>> START RECORDS FOR THE TASK
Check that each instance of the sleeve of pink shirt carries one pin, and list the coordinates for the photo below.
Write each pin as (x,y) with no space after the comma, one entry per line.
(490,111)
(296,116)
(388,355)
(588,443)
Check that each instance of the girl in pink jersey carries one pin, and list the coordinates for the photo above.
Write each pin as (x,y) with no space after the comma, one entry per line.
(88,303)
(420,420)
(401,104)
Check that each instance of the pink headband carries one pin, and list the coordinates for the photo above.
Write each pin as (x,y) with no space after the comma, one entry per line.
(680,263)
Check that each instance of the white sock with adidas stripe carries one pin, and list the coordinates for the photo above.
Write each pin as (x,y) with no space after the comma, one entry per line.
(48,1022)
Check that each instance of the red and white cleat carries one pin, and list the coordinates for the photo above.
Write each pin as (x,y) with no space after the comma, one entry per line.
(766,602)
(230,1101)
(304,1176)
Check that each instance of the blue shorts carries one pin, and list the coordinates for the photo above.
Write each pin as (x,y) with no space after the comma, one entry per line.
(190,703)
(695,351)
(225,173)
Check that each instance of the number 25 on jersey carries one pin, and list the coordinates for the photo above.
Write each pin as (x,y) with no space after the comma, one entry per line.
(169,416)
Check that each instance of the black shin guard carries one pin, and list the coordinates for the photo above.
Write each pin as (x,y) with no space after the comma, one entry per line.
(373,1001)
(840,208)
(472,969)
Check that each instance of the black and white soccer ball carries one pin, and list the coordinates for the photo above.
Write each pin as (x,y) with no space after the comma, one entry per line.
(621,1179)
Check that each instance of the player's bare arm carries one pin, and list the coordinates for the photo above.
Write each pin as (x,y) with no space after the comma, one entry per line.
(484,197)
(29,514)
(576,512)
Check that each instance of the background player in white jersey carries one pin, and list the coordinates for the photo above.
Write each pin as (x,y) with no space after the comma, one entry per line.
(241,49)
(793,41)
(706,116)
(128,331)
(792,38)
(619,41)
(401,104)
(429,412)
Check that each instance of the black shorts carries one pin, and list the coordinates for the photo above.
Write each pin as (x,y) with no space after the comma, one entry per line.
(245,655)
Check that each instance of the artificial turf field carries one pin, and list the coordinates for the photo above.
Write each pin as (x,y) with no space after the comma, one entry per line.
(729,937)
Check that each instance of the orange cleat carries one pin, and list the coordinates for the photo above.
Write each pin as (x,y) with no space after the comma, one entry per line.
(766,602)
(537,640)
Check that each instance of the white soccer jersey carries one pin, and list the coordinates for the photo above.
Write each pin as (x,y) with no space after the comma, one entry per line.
>> END RECORDS FOR THE TASK
JOB:
Please put every line of the records above into a Markdown table with two columns, Row and Record line, numbering each row and leaving out any blank lines.

RESULT FOR THIS TASK:
| Row | Record line |
|---|---|
| 1 | Check that each instance of the sleeve of pink shirt carries one pin, and list the coordinates for the photo below. |
| 2 | Write each pin as (x,y) with no space after the comma, one entry per line. |
| 3 | (490,111) |
| 4 | (296,116) |
| 5 | (388,355) |
| 6 | (588,443) |
| 7 | Check that each instance of the girl in pink jersey carries one pin, and list the coordinates for the photo above. |
| 8 | Write each pin as (x,y) with no space after the comma, one entry per line. |
| 9 | (88,303) |
| 10 | (420,420) |
| 11 | (401,104) |
| 12 | Check that each instance of the pink headband carries one pin, and list the coordinates for the photo above. |
| 13 | Write each pin as (x,y) with no space after the comma, one entry per line. |
| 14 | (680,263) |
| 15 | Check that each instance of the white sock with adidas stripe carries one pin, and list the coordinates for the photo above. |
| 16 | Write each pin as (x,y) with no space after the comma, one entry per line. |
| 17 | (48,1022) |
| 18 | Check that each instance of the red and white cleat carries one pin, and list the coordinates for the photo above. |
| 19 | Write each pin as (x,y) with no space after the comma, one entry per line. |
| 20 | (766,602) |
| 21 | (230,1101) |
| 22 | (304,1176) |
| 23 | Check that each instance of the blue shorts carries one pin, and list the coordinates for the photo above. |
| 24 | Write each pin as (x,y) with no space after the comma, one entry per line. |
| 25 | (190,703) |
| 26 | (695,351) |
| 27 | (225,173) |
| 28 | Check that each instance of the number 25 on jersey carries one pin, and list the coordinates for the photo above. |
| 29 | Write each pin as (x,y) with no space after the comma, one entry per line. |
| 30 | (169,416) |
| 31 | Check that each instance of the black shin guard carries one pin, and list the coordinates for the photo above. |
| 32 | Write each pin as (x,y) with no space after the comma, one entry per line. |
| 33 | (373,1001) |
| 34 | (840,208) |
| 35 | (472,969) |
| 36 | Check that each instance of the black and white soccer ball carries one pin, and list the coordinates for the photo above. |
| 37 | Write each pin as (x,y) with no space after the comma, one entry per line. |
| 38 | (621,1179) |
| 39 | Check that each instance of the player's bare arm carries one pin, and list the coordinates for the photo above. |
| 40 | Write each pin as (x,y) with no space after the comma, one entry per line. |
| 41 | (484,197) |
| 42 | (29,514) |
| 43 | (576,512) |
| 44 | Check that each instance of the background player in white jersey carries one pin, and list the coordinates for the photo above. |
| 45 | Write each pin as (x,y) with no space after the comma, one entry per line. |
| 46 | (241,49) |
| 47 | (793,41) |
| 48 | (706,116) |
| 49 | (128,331) |
| 50 | (792,38) |
| 51 | (619,41) |
| 52 | (401,104) |
| 53 | (429,412) |
| 54 | Check that each instance of the black shorts carries one pin, and list the coordinates for the photo above. |
| 55 | Write each pin as (x,y) with no space after the comma, one entry per line. |
| 56 | (245,655) |
| 57 | Check that each instance of the artificial turf field carries one pin, and list the coordinates for the photo above. |
| 58 | Write each pin as (x,y) with no space after the comma, one entry per line. |
| 59 | (729,937) |
| 60 | Check that each instance of the orange cleat carries one pin, and list the coordinates for the photo above. |
| 61 | Write each pin as (x,y) with no space after the comma, one entry per line. |
| 62 | (766,602) |
| 63 | (537,640) |
| 64 | Check that each instance of the white soccer jersey carries one pin, and list the coordinates for the photo above. |
| 65 | Write each pin as (x,y) with no space after the comma, one entry per line. |